Records from a collection:

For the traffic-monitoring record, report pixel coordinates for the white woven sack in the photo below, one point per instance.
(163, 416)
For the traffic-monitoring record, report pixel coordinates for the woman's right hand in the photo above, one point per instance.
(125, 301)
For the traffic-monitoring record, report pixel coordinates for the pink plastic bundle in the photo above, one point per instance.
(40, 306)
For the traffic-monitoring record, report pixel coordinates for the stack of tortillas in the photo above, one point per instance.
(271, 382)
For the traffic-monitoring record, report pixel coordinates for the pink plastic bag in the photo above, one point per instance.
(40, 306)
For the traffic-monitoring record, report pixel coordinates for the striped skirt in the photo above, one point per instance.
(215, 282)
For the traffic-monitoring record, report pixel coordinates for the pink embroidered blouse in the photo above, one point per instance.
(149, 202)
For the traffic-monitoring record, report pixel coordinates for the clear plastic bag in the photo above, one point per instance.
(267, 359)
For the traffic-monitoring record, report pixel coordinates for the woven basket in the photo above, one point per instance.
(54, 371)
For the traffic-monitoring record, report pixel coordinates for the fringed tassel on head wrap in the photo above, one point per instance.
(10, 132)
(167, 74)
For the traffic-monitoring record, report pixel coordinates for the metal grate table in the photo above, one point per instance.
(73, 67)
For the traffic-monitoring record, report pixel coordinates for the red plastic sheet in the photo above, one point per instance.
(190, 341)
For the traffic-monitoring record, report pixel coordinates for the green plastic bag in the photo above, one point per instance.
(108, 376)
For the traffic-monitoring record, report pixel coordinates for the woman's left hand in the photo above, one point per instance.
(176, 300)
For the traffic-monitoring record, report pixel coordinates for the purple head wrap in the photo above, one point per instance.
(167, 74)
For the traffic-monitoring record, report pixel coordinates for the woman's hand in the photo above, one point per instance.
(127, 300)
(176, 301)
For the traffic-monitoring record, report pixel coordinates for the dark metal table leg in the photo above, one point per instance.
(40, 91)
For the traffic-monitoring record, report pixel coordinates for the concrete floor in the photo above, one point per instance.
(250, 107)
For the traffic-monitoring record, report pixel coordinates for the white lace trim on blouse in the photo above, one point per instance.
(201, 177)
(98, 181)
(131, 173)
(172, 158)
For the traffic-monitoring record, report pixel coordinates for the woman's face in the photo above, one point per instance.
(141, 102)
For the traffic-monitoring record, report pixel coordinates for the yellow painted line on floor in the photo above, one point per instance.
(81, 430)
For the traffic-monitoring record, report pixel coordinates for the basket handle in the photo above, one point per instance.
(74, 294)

...

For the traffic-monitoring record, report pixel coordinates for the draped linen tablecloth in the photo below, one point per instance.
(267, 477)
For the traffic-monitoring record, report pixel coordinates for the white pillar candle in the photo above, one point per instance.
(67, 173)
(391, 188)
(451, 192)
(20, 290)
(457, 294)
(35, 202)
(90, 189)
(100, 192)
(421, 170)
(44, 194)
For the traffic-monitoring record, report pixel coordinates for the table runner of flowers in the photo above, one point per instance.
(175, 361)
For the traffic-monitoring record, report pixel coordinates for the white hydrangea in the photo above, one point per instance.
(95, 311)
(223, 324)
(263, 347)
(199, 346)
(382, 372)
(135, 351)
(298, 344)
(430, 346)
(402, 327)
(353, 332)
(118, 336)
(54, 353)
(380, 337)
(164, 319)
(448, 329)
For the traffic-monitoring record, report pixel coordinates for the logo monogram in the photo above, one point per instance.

_Task to carry out:_ Using the records above, restate word for word the lines from the one with "for the table" through the one with "for the logo", both included.

_Expected answer:_
For the traffic-monitoring record, report pixel coordinates for the table runner of flowers in the photo above, one point per instance.
(175, 361)
For the traffic-monitoring record, report pixel coordinates for the white hydrangea in the photo above, one point per instance.
(95, 311)
(223, 324)
(263, 347)
(199, 346)
(382, 372)
(135, 351)
(298, 344)
(430, 346)
(402, 327)
(353, 332)
(118, 336)
(54, 353)
(380, 337)
(164, 319)
(448, 329)
For the traffic-monitoring record, report pixel coordinates for the logo monogram in the photo above, one point per instance.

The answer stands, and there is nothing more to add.